» WORK ITEM
Copy word for word the line containing "Record the location of each instance of the knit" together with all lines following it to the end of the listing below, without the pictures.

──────── GIVEN RECORDS

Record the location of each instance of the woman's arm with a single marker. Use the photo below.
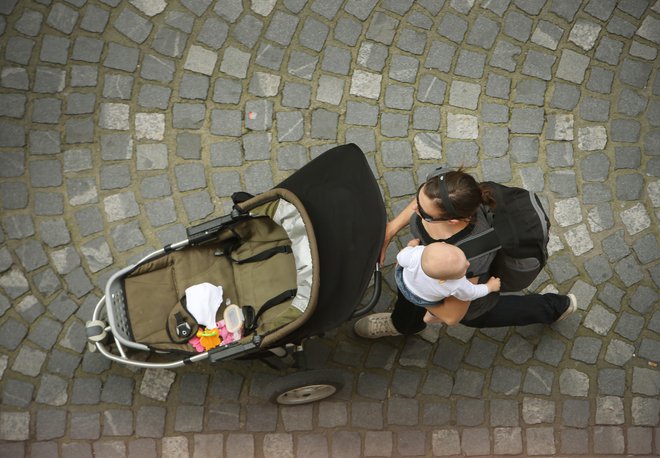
(451, 311)
(394, 226)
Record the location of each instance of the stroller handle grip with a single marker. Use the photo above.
(375, 295)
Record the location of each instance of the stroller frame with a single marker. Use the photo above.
(343, 158)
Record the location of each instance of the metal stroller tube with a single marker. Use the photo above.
(375, 295)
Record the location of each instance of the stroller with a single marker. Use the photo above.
(294, 262)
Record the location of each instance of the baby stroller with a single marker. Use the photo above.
(294, 261)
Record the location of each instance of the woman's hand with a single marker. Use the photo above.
(390, 232)
(394, 226)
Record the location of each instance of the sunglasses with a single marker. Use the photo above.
(425, 216)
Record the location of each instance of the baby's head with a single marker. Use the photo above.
(443, 261)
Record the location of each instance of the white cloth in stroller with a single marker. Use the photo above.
(203, 301)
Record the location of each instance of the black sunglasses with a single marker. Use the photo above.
(425, 216)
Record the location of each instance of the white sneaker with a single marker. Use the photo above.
(375, 326)
(572, 307)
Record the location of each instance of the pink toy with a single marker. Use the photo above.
(226, 337)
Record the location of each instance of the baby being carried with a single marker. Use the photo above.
(426, 275)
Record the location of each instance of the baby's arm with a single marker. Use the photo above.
(493, 284)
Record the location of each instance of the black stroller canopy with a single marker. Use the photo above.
(344, 203)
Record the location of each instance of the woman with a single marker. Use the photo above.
(448, 207)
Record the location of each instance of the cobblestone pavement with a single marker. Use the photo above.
(123, 122)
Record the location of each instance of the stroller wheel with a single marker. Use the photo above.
(305, 387)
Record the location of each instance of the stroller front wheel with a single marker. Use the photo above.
(305, 387)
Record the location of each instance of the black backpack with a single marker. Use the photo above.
(519, 233)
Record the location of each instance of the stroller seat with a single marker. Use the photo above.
(246, 259)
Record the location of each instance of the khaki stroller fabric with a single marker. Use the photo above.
(154, 290)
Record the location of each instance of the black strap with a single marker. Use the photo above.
(269, 253)
(270, 303)
(183, 329)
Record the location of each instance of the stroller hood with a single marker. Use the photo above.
(345, 206)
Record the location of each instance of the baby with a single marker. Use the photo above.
(426, 275)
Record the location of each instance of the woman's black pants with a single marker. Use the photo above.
(514, 310)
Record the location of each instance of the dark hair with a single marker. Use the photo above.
(464, 192)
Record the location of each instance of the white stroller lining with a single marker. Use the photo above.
(203, 301)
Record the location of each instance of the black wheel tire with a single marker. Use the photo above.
(305, 387)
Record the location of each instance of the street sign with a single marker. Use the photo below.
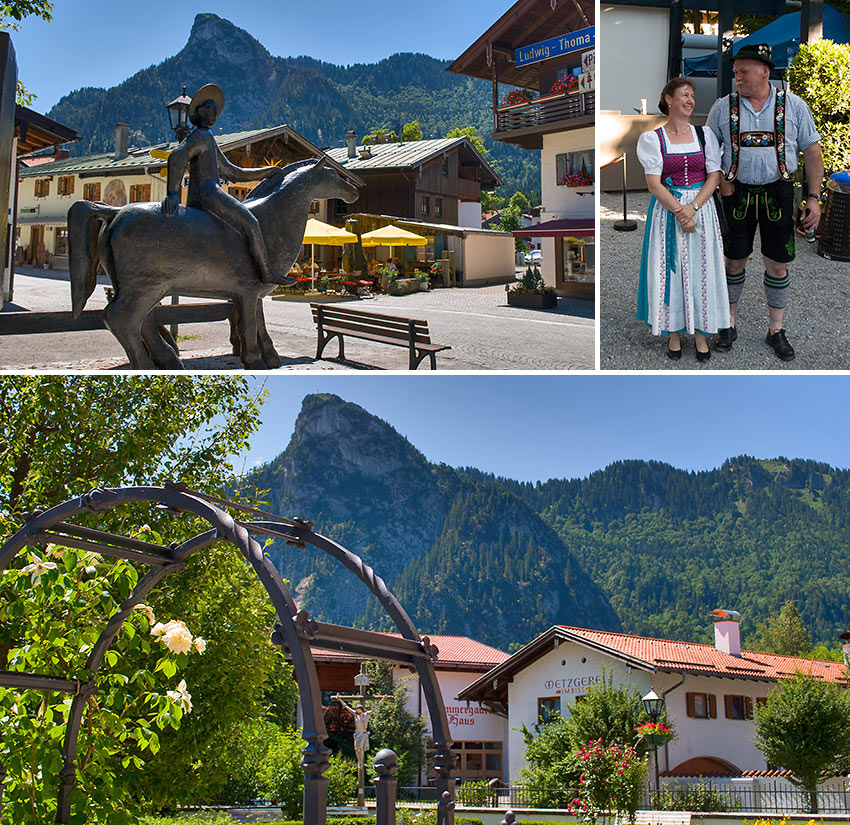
(554, 47)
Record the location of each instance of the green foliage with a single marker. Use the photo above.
(697, 797)
(550, 762)
(14, 12)
(411, 131)
(608, 714)
(391, 726)
(611, 783)
(57, 604)
(820, 74)
(804, 727)
(784, 634)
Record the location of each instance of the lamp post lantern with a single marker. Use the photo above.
(653, 704)
(178, 115)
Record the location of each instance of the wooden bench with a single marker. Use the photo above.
(336, 322)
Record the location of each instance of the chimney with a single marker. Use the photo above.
(727, 631)
(122, 139)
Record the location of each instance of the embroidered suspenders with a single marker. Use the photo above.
(775, 138)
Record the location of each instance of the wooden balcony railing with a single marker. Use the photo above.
(544, 110)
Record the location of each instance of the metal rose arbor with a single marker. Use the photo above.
(296, 631)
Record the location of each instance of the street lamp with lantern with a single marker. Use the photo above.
(653, 704)
(178, 115)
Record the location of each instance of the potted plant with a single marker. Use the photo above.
(655, 734)
(531, 291)
(518, 96)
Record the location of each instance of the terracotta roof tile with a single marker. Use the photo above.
(672, 655)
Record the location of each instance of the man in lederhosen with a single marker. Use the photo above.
(761, 129)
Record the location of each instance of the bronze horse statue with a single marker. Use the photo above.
(148, 257)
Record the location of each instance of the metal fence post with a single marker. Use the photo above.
(386, 787)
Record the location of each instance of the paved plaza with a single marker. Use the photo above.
(483, 331)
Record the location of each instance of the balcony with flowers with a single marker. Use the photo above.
(523, 114)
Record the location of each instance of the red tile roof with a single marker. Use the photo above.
(664, 654)
(454, 651)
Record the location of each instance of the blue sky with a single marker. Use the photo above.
(102, 42)
(539, 427)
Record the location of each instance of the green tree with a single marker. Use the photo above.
(804, 727)
(609, 714)
(411, 131)
(66, 435)
(820, 74)
(784, 634)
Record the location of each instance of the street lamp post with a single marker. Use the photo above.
(653, 704)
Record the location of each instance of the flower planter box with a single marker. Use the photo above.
(518, 299)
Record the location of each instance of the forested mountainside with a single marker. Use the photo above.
(320, 100)
(639, 546)
(667, 546)
(465, 557)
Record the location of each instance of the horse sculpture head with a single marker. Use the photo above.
(321, 180)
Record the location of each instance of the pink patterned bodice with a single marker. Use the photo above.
(683, 169)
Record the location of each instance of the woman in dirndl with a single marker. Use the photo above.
(682, 274)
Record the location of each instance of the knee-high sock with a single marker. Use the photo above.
(776, 290)
(735, 286)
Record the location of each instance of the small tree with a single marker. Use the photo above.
(804, 727)
(609, 714)
(820, 74)
(784, 634)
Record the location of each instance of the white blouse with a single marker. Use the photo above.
(649, 150)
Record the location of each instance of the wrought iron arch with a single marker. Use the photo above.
(296, 631)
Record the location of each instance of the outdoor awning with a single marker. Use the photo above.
(575, 227)
(319, 232)
(391, 235)
(41, 220)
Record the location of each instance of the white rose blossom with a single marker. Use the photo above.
(182, 696)
(36, 567)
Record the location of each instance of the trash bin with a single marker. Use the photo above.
(834, 242)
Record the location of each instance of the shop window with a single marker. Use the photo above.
(738, 707)
(548, 708)
(140, 193)
(61, 247)
(701, 705)
(574, 169)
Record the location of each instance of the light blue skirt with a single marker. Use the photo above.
(682, 284)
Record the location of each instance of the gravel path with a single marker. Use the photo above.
(817, 319)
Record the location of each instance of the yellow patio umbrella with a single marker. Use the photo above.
(392, 235)
(319, 232)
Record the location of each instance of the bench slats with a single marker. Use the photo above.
(337, 322)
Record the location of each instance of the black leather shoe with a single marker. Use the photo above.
(674, 354)
(724, 338)
(780, 345)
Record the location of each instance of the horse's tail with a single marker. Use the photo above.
(85, 220)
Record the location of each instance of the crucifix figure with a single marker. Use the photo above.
(361, 727)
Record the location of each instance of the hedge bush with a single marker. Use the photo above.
(820, 74)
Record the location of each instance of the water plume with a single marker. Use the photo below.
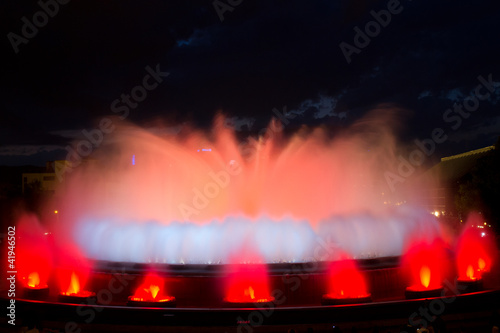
(200, 196)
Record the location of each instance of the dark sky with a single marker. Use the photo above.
(262, 55)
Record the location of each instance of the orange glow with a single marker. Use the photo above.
(474, 253)
(151, 290)
(470, 272)
(33, 280)
(250, 292)
(33, 253)
(481, 264)
(74, 286)
(345, 280)
(248, 283)
(425, 276)
(424, 263)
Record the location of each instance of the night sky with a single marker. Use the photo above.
(244, 58)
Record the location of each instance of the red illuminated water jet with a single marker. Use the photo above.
(73, 273)
(346, 284)
(33, 258)
(151, 293)
(247, 285)
(474, 255)
(426, 265)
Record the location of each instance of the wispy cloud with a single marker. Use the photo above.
(27, 150)
(239, 123)
(322, 107)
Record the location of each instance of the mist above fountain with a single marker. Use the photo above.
(199, 197)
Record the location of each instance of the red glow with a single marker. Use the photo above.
(74, 285)
(426, 265)
(474, 254)
(73, 272)
(346, 281)
(248, 283)
(152, 289)
(33, 253)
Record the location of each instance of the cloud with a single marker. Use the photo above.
(68, 134)
(323, 107)
(237, 123)
(491, 130)
(27, 150)
(197, 38)
(425, 93)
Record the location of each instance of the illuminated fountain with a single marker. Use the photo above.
(425, 264)
(74, 292)
(34, 258)
(474, 256)
(346, 284)
(151, 216)
(151, 293)
(73, 272)
(247, 285)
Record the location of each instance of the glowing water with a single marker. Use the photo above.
(198, 198)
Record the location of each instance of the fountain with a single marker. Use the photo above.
(200, 221)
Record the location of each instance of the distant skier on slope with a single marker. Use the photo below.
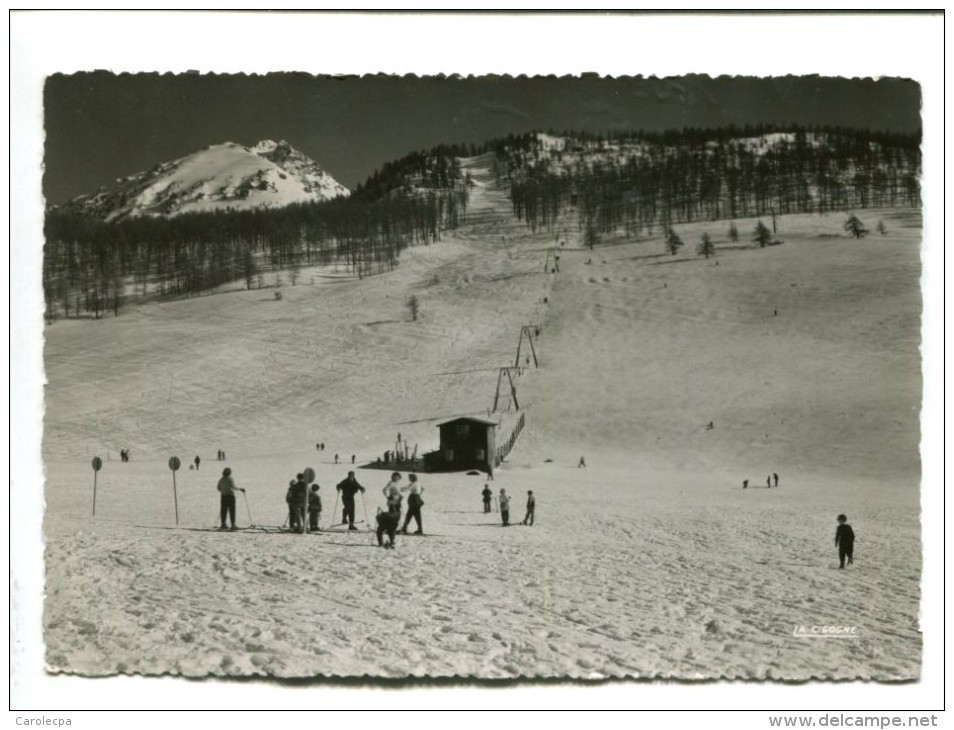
(348, 487)
(414, 503)
(290, 501)
(389, 520)
(844, 541)
(299, 495)
(393, 486)
(504, 507)
(227, 489)
(531, 508)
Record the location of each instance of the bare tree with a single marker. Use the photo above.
(413, 305)
(706, 247)
(855, 227)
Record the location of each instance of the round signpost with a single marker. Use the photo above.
(97, 465)
(174, 465)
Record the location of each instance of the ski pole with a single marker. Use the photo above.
(250, 523)
(365, 505)
(335, 510)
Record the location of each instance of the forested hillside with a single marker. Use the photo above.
(635, 181)
(92, 266)
(618, 182)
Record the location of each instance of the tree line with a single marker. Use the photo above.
(91, 267)
(636, 180)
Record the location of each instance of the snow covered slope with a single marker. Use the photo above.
(221, 177)
(651, 561)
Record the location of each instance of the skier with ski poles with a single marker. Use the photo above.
(348, 488)
(227, 489)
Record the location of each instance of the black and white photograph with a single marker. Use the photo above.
(609, 376)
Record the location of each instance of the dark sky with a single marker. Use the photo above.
(100, 126)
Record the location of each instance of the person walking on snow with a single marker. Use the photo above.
(392, 487)
(290, 501)
(348, 487)
(531, 506)
(414, 504)
(314, 508)
(844, 541)
(504, 507)
(227, 489)
(299, 490)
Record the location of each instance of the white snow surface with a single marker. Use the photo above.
(221, 177)
(651, 561)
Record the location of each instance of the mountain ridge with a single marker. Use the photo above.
(226, 176)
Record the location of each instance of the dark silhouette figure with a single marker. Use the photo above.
(348, 487)
(845, 541)
(298, 493)
(227, 490)
(414, 504)
(504, 501)
(531, 507)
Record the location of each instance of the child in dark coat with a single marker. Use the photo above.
(388, 521)
(487, 494)
(531, 508)
(845, 541)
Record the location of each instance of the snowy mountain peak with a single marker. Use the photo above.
(225, 176)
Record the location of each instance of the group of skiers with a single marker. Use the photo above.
(300, 498)
(503, 500)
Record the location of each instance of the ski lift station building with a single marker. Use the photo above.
(466, 443)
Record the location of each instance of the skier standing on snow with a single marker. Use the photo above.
(348, 487)
(314, 508)
(414, 504)
(290, 501)
(392, 487)
(227, 489)
(531, 507)
(299, 495)
(504, 507)
(845, 541)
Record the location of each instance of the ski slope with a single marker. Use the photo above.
(650, 562)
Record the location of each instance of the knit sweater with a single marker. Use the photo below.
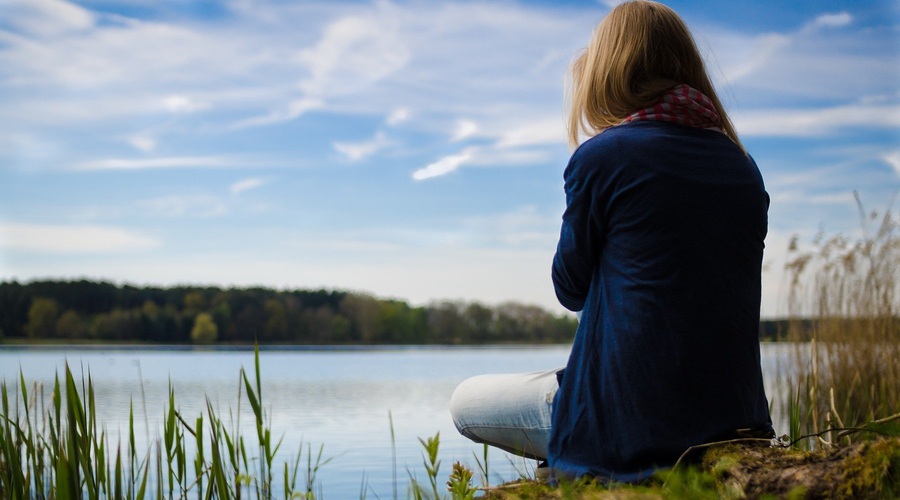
(661, 248)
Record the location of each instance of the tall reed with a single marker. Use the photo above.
(844, 303)
(60, 451)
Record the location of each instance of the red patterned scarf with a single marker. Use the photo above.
(682, 104)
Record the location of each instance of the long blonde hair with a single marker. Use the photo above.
(640, 50)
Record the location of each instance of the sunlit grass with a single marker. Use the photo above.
(844, 303)
(58, 452)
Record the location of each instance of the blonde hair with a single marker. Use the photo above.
(640, 50)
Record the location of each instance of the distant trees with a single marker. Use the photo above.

────────────────

» EXERCISE ANSWER
Record the location of each instance of the knit sweater with a single marker. Use the photo below.
(661, 248)
Record the location of each instance of the tall reed with a single marker. Use the photo above.
(844, 303)
(60, 451)
Record the location of each instance of the red patterned scarf with a single marker. Use the photo above.
(682, 104)
Record the location of each instance of the long blonde hair with a single marker. Use the photo above.
(640, 50)
Record the location of each instance of the sunlit grass with a single marker. Use the photo above.
(844, 303)
(58, 452)
Record the location of each instance of the blonde hair with a single marker. Use the photo above.
(640, 50)
Record the location of each instance of the distant trees with a single marker. Use the photo above.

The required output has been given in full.